ACTION ITEM => Every record below is to be retyped exactly, with the pictures left out.
--- MATERIAL PROVIDED Enclosed Below ---
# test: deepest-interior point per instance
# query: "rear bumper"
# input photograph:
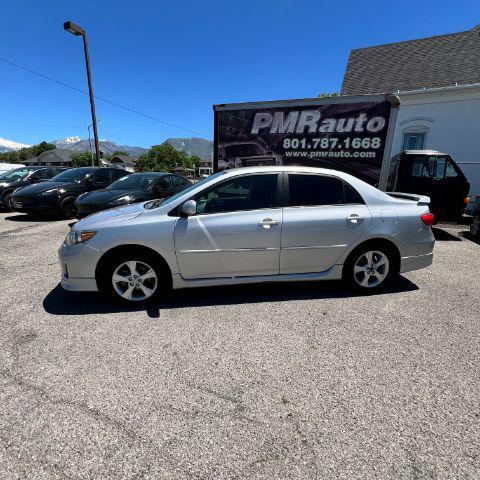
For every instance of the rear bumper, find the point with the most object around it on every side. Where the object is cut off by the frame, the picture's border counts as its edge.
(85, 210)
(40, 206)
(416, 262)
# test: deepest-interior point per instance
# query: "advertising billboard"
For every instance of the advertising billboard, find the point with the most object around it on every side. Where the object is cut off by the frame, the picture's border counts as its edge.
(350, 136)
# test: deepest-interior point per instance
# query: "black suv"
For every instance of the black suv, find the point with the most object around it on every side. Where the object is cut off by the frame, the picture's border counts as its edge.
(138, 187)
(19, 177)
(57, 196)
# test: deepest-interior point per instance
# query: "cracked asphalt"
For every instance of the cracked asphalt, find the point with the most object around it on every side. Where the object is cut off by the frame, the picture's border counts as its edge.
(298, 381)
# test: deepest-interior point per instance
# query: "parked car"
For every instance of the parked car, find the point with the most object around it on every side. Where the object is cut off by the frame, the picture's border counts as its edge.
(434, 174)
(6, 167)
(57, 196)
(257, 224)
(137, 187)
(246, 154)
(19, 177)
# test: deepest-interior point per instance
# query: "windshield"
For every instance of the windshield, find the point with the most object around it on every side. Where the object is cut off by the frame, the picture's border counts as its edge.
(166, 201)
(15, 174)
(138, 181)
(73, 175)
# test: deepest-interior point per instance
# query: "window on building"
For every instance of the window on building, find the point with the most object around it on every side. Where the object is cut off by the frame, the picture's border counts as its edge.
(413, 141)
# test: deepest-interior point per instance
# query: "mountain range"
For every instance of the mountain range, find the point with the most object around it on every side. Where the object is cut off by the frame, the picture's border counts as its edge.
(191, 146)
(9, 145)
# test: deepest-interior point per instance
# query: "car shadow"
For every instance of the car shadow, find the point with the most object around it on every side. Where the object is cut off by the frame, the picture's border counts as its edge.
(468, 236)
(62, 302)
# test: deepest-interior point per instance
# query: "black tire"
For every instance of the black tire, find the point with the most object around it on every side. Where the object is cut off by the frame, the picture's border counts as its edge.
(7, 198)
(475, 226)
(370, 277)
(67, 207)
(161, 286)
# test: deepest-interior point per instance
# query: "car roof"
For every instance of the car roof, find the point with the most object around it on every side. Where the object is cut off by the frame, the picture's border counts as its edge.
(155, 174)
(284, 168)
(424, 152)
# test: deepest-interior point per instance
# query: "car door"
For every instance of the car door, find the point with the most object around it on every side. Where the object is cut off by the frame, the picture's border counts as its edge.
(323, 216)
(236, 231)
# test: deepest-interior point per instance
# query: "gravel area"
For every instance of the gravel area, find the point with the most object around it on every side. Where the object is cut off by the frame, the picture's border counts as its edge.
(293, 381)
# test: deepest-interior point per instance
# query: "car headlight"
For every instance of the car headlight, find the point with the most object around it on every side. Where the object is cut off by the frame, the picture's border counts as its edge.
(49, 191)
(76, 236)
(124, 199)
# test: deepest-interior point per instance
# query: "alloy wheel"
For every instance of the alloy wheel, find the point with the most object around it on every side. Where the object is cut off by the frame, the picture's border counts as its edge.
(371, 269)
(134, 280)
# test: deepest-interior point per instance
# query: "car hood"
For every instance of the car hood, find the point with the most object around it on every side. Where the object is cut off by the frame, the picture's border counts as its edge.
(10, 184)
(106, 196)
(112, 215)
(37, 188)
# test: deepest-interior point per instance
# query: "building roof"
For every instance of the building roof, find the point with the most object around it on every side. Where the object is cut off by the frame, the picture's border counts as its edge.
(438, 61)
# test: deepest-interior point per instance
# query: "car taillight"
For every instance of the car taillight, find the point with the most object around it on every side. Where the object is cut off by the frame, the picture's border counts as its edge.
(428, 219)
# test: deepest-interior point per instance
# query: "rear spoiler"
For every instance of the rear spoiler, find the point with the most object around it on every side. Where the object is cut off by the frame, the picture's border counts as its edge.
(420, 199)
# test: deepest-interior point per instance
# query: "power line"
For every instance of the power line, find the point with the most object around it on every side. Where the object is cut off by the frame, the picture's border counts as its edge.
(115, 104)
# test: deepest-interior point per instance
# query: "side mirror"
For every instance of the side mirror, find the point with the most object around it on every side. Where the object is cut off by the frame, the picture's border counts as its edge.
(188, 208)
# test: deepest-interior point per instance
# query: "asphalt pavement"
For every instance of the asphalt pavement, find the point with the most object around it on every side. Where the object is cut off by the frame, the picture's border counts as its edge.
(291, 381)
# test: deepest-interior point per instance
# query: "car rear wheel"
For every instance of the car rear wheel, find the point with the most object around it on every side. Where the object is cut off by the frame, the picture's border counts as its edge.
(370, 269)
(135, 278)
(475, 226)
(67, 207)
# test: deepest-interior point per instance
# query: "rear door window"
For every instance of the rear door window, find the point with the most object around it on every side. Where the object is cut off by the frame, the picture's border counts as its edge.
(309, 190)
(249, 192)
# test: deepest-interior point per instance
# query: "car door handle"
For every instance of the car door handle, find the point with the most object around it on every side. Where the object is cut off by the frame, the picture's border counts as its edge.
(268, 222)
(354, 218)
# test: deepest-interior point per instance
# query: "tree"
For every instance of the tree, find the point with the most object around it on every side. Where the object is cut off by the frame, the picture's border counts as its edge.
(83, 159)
--- End of Enclosed MATERIAL PROVIDED ---
OUTPUT OF THE EXERCISE =>
# test: deepest-interior point per instance
# query: "rear bumper"
# input photograph:
For every instance of the rear bumper, find the point with the most object around it on every side. Where the object is cut off by the frame, the picture's border counts as its edge.
(85, 210)
(40, 206)
(416, 262)
# test: deepest-interior point per instance
# query: "advertising billboard"
For every instance of the advertising billboard, find the point with the most object around it on every side. Where the object is cut off by the frame, the picture's border counts as its edge.
(350, 136)
# test: deepest-interior point per instance
# query: "black suv"
For every instance of the black suv, find the point with the most object around it on every side. Where the object is cut off by the frame, the picture's border counts as its edge.
(138, 187)
(19, 177)
(57, 196)
# test: deepest-interior point per instance
# query: "cracked asphalt"
For every instance of the cracked asphalt, find the point with the most object around it on every side. Where the object is cut off by the frame, the picture's border counts as its edge.
(298, 381)
# test: deepest-interior point per instance
# query: "parked car"
For every instance of the parked car, find the point with the most object around it on every side. Where the object is cut off by the frame, the picture's border counts as its edge.
(434, 174)
(6, 167)
(57, 196)
(257, 224)
(137, 187)
(246, 154)
(19, 177)
# test: deepest-interior point per instance
# query: "windshield"
For every instance of the windshield, find the point with the most object around it on every side. Where the object is cut off by the frame, the picture's border counts as its edge.
(166, 201)
(15, 174)
(138, 181)
(73, 175)
# test: deepest-interior point per instance
# query: "window on building"
For every instance of the window on building, find the point with the most object around it on every side. Where the object is cut off by the frame, the picture's border counts as its edge.
(413, 141)
# test: deepest-interior point per instance
# query: "mountain range"
For every instance of the mountain range, find the point with the most object around it on every side. Where the object is cut off by the frame, the picture's border counts as its edge.
(191, 146)
(9, 145)
# test: deepest-interior point per instance
# query: "car shadow"
For every instance of the car shadow, find the point with the most object around it on every side. Where the object is cut off by the frame, the picture's border counts as its edge.
(468, 236)
(62, 302)
# test: deepest-interior point per instance
# query: "black tire"
For every instance of the black tire, find the point with the most object around it on every side. Where the object is cut off by the frame, the picture's border counts as its edge.
(7, 198)
(475, 226)
(370, 277)
(67, 207)
(161, 286)
# test: deepest-interior point per instance
# query: "car roof"
For every instance of the car roof, find the point with the most object around it on every side. Where the object is cut off by the frame, the picture's border counts as its edge.
(155, 174)
(284, 168)
(424, 152)
# test: deepest-interior point per instance
# query: "car door"
For every instance of the car door, find the point with the most object around it on every side. Where the object is cut off by the frame, the picture's border counts as its edge.
(323, 216)
(236, 231)
# test: deepest-interior point per instance
# query: "gravel area"
For every instance of the gravel area, find the point with the most object around it on every side. Where the object is cut off by the frame, the picture's border counts as its edge.
(293, 381)
# test: deepest-interior point per instance
# query: "car headlight"
For every instance of the car headlight, find the point with the most object around it on every side. Where the object is cut off by the frame, the picture's border counts as its edge.
(49, 191)
(76, 236)
(124, 199)
# test: deepest-interior point per instance
# query: "alloy wheel"
For every instance of the alloy wheel, find the point with the most object around it on every side. Where the object is cut off by the frame, the picture's border counts as its edge.
(371, 269)
(134, 280)
# test: deepest-interior point per instance
# query: "car hood"
For every instance of the car hood, find the point with the most object around it on every side. Where the object is cut off by the frame, the picture's border counts as its edge.
(10, 184)
(106, 196)
(112, 215)
(37, 188)
# test: deepest-interior point per instance
# query: "building roof"
For every instance of the building roof, find the point with the most object around it on every side. Where the object is cut off by the frame, the picture's border counts as its edge.
(438, 61)
# test: deepest-interior point per instance
# query: "car taillight"
For every instance of the car taillight, find the point with the most object around it on every side. Where the object is cut off by the frame, the picture's border counts as its edge.
(428, 219)
# test: deepest-interior point per instance
# query: "rear spoiler"
For every instance of the rear spoiler, find the point with the most object around it on every side. Where the object is cut off by the frame, the picture's border counts as its edge.
(420, 199)
# test: deepest-interior point per instance
# query: "power line"
For every instance of the power line, find the point with the most object around it on every side. Where the object is cut off by the frame, the picture's border counts as its edge.
(115, 104)
# test: deepest-interior point per instance
# query: "side mirror"
For every instance of the side mirror, find the point with the most object around it on every side. Where the object is cut off by the frame, the picture's border counts as its edge.
(188, 208)
# test: deepest-interior point per instance
# query: "asphalt pavement"
For every instance of the asphalt pavement, find the point with the most object around it on every side. Where the object is cut off by the frame, the picture's border counts as its edge.
(291, 381)
# test: deepest-interior point per instance
# query: "car rear wheel"
For every instance of the car rear wheel, find the point with the most object around it on every side. Where the object is cut off by the frame, the picture's border counts as its edge.
(370, 269)
(135, 278)
(475, 226)
(67, 207)
# test: deepest-interior point per instance
# query: "rear door window"
For every instance of the rear door window, find the point with the most object around it on every side. Where the object is cut off by the frame, the picture's border counts as its edge.
(309, 190)
(249, 192)
# test: deepest-interior point per instance
# query: "car door handle"
For every instance of the car door handle, find the point with the most object around it on every side. Where the object is cut off by the frame, the picture's border counts as its edge.
(268, 222)
(354, 218)
# test: deepest-interior point per instance
# query: "tree"
For every instance of the tree, find the point with the most object around it on every side. Where the object is cut off by the frame, the picture's border counts as its edge.
(83, 159)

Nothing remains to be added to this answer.